Exercise: Return each of the following items verbatim, with no alteration to any line.

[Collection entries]

* * * * * * * * *

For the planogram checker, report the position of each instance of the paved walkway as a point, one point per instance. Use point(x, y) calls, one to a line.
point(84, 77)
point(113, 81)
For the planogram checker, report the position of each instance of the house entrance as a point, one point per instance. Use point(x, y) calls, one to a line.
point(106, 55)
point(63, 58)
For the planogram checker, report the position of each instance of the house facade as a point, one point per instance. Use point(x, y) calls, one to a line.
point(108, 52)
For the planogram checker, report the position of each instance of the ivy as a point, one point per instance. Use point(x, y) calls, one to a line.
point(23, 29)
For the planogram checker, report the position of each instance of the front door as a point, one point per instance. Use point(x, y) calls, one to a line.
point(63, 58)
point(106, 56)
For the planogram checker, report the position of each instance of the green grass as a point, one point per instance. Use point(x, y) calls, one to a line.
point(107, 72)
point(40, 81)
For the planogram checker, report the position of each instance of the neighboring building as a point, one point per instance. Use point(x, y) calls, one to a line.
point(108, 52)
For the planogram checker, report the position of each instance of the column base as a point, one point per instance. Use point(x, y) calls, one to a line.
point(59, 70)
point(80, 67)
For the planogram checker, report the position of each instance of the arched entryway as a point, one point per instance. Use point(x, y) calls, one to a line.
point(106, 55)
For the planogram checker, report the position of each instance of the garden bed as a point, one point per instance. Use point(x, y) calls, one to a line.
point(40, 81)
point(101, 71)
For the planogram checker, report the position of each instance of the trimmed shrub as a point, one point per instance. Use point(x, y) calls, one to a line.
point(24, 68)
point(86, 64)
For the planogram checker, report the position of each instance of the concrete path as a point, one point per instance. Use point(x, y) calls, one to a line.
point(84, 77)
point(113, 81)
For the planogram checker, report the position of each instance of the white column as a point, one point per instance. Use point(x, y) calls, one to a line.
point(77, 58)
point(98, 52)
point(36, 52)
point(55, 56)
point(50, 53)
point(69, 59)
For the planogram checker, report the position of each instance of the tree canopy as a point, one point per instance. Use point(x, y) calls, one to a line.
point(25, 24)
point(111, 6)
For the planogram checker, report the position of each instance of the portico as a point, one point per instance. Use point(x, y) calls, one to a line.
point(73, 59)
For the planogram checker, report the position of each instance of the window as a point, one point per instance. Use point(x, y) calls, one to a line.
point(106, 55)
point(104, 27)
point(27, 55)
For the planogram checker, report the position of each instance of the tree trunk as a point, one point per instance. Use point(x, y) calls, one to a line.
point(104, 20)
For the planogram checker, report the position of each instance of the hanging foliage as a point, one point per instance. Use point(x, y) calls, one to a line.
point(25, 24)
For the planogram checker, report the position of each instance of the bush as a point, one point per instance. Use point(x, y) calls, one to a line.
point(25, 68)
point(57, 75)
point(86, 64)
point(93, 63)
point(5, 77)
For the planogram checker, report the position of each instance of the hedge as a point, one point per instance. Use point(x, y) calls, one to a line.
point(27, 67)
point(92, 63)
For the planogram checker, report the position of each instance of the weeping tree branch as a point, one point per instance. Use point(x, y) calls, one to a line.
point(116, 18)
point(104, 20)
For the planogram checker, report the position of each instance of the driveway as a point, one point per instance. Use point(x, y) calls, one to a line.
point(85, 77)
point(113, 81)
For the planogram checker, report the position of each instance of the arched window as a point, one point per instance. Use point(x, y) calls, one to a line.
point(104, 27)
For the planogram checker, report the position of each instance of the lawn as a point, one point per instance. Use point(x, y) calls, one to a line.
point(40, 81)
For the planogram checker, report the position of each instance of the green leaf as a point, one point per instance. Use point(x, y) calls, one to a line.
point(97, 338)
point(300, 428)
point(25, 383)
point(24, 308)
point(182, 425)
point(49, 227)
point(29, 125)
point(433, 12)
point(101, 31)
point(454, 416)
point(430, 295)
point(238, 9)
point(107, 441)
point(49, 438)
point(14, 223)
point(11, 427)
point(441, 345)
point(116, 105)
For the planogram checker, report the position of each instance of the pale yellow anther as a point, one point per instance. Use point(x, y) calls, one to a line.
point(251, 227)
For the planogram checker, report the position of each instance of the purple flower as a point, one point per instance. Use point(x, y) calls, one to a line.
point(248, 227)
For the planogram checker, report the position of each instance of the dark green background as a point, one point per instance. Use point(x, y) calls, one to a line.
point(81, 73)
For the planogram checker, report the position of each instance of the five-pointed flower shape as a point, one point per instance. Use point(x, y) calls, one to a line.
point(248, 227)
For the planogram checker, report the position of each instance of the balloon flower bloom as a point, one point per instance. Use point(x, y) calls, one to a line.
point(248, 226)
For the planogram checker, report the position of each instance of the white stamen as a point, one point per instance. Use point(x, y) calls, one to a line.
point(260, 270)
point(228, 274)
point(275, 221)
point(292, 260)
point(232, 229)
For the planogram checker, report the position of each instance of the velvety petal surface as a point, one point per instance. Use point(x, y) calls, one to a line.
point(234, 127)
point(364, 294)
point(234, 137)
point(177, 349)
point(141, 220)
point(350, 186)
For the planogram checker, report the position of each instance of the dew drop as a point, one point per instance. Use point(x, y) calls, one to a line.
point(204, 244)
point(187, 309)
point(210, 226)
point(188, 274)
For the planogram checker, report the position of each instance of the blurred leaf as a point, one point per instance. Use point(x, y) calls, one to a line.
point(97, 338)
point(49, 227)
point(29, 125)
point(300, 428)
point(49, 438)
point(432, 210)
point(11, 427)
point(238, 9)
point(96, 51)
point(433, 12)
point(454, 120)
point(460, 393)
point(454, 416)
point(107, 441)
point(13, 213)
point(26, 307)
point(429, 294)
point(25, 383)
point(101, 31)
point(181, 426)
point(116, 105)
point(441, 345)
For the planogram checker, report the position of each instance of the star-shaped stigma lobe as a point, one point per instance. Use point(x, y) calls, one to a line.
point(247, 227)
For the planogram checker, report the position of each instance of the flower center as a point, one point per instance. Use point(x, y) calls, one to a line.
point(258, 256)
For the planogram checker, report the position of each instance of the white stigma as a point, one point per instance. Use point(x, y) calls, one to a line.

* * * * * * * * *

Output for this task:
For the planogram checker, report the position of each instance of the paved walkway as a point, one point per instance. Use point(x, y) calls, one to a line.
point(84, 77)
point(113, 81)
For the planogram checker, report the position of each instance of the house entrance as a point, one point per instance. Use point(x, y) calls, one to a line.
point(106, 55)
point(63, 58)
For the planogram checker, report the position of each instance of the house facade as a point, one point per instance. Use point(x, y) calls, one to a line.
point(108, 52)
For the planogram checker, report the position of each instance of the ivy as a point, one point per instance. Use point(x, y) calls, one to a line.
point(23, 29)
For the planogram checker, report the position of each instance of the front door as a point, one point per instance. Use point(x, y) calls, one to a line.
point(63, 58)
point(106, 56)
For the planogram checker, report the position of each instance of the green grass as a point, one point per instance. Use point(x, y) calls, one to a line.
point(107, 72)
point(40, 81)
For the planogram checker, report the position of each instance of the neighboring building as a point, one point per instance. Use point(x, y) calls, one to a line.
point(108, 52)
For the planogram checker, report the position of each instance of the column base as a point, one point per instance. Use point(x, y) calls, one to a line.
point(59, 70)
point(80, 67)
For the planogram checker, report the position of each instance of the arched entryway as a point, one point per instance. Use point(x, y) calls, one to a line.
point(106, 55)
For the planogram checker, report the position of each instance of the garden bed as a point, one point per instance. Use point(x, y) calls, one to a line.
point(40, 81)
point(101, 71)
For the planogram checker, report the position of each instance of the trimmed shrub as a point, one point per instance. Use point(x, y) calls, one to a line.
point(24, 68)
point(86, 64)
For the planogram checker, report the position of each instance of the concrete path as a point, one point per instance. Use point(x, y) calls, one to a line.
point(84, 77)
point(113, 81)
For the planogram checker, report the position of each instance of the white column as a point, one point per instance. Use point(x, y) calls, one to a line.
point(77, 58)
point(98, 52)
point(36, 52)
point(55, 56)
point(50, 53)
point(69, 59)
For the planogram checker, report the position of each instance of the tree canopy as a point, one point per instance. Use point(x, y) calls, one to a line.
point(25, 24)
point(111, 6)
For the planogram checker, report the position of each instance of the portico as a point, one point per instance. Use point(x, y) calls, one to a line.
point(73, 59)
For the planogram checker, report the position of each instance of the window as a point, one point per instance. Use point(x, y) calls, one to a line.
point(106, 55)
point(104, 27)
point(27, 55)
For the planogram checker, report the position of each instance of the tree trunk as a point, one point per instance. Use point(x, y) calls, one to a line.
point(104, 20)
For the planogram checker, report the position of each instance of the hanging foliage as a point, one point per instance. Use point(x, y) calls, one to a line.
point(25, 24)
For the planogram checker, report the position of each instance of the bush as a point, one point per instance. Use point(x, y) calls, one to a line.
point(25, 68)
point(57, 75)
point(86, 64)
point(93, 63)
point(5, 77)
For the planogram checker, report the position of each instance of the hedge as a point, one point per instance. Use point(x, y) calls, one to a line.
point(27, 67)
point(92, 63)
For the planogram checker, report the position of each instance of the weeping tree branch as a point, one point per instance. Use point(x, y) calls, one to a line.
point(116, 18)
point(104, 20)
For the planogram checker, report the position of each instance of the driveway as a point, one point per instance. Use point(x, y) calls, one to a line.
point(85, 77)
point(113, 81)
For the planogram checker, report the position of each instance of the arched window as a point, one point per instance. Use point(x, y) calls, one to a line.
point(104, 27)
For the planogram checker, report the position of each instance of the lawn as a point, one point per instance. Use point(x, y) calls, one to a line.
point(40, 81)
For the planogram checker, report the position of each instance of the green leaf as a point, one point per instance. Use point(x, y) calls, one to a line.
point(97, 338)
point(300, 428)
point(25, 383)
point(24, 308)
point(182, 425)
point(49, 227)
point(29, 125)
point(433, 12)
point(101, 31)
point(454, 416)
point(430, 295)
point(238, 9)
point(107, 441)
point(49, 438)
point(14, 223)
point(11, 427)
point(441, 345)
point(116, 105)
For the planogram checker, report the position of each instance of the pale yellow anther as a point, one point per instance. Use point(x, y) calls, one to a line.
point(251, 227)
For the planogram checker, report the position of each instance of the purple flower as a point, one point per instance. Use point(x, y) calls, one to a line.
point(248, 227)
For the planogram checker, report the position of each instance of the dark green background as a point, one point per instance. Use point(x, y) calls, one to a line.
point(81, 73)
For the planogram checker, report the position of each instance of the five-pointed flower shape as a point, one point per instance. Use point(x, y) calls, one to a line.
point(248, 227)
For the planogram checker, report the position of each instance of the balloon flower bloom as a point, one point per instance. Use point(x, y) calls, one to a line.
point(248, 226)
For the planogram checker, report the position of each instance of the white stamen as a point, one point per instance. Use point(x, y) calls, one to a line.
point(260, 270)
point(228, 274)
point(275, 221)
point(292, 260)
point(232, 229)
For the planogram checker, report the position of each instance of the velvety petal surface as a point, one point per instance. Use point(x, y) calls, one to a line.
point(234, 127)
point(364, 294)
point(234, 137)
point(177, 349)
point(141, 220)
point(350, 186)
For the planogram checker, report the position of each instance of the dew drop as a point, one point per instance. Use point(x, y) calls, one to a line.
point(204, 244)
point(187, 309)
point(210, 226)
point(188, 274)
For the planogram checker, report the position of each instance of the blurred leaf as a point, one point per instance. Use point(x, y) calls, one to a line.
point(97, 338)
point(49, 227)
point(29, 125)
point(300, 428)
point(49, 438)
point(432, 210)
point(11, 427)
point(238, 9)
point(96, 51)
point(433, 12)
point(454, 120)
point(460, 393)
point(454, 416)
point(107, 441)
point(13, 213)
point(26, 307)
point(429, 294)
point(25, 383)
point(101, 31)
point(181, 426)
point(116, 105)
point(441, 345)
For the planogram checker, report the position of each instance of the star-shaped stigma lobe as a point, one point per instance. Use point(x, y) calls, one to a line.
point(247, 227)
For the planogram checker, report the position of each instance of the flower center as a point, one point per instance. Use point(x, y) calls, one to a line.
point(258, 256)
For the planogram checker, report the position of each instance of the white stigma as a point, one point per instance. Use point(x, y) calls, one to a line.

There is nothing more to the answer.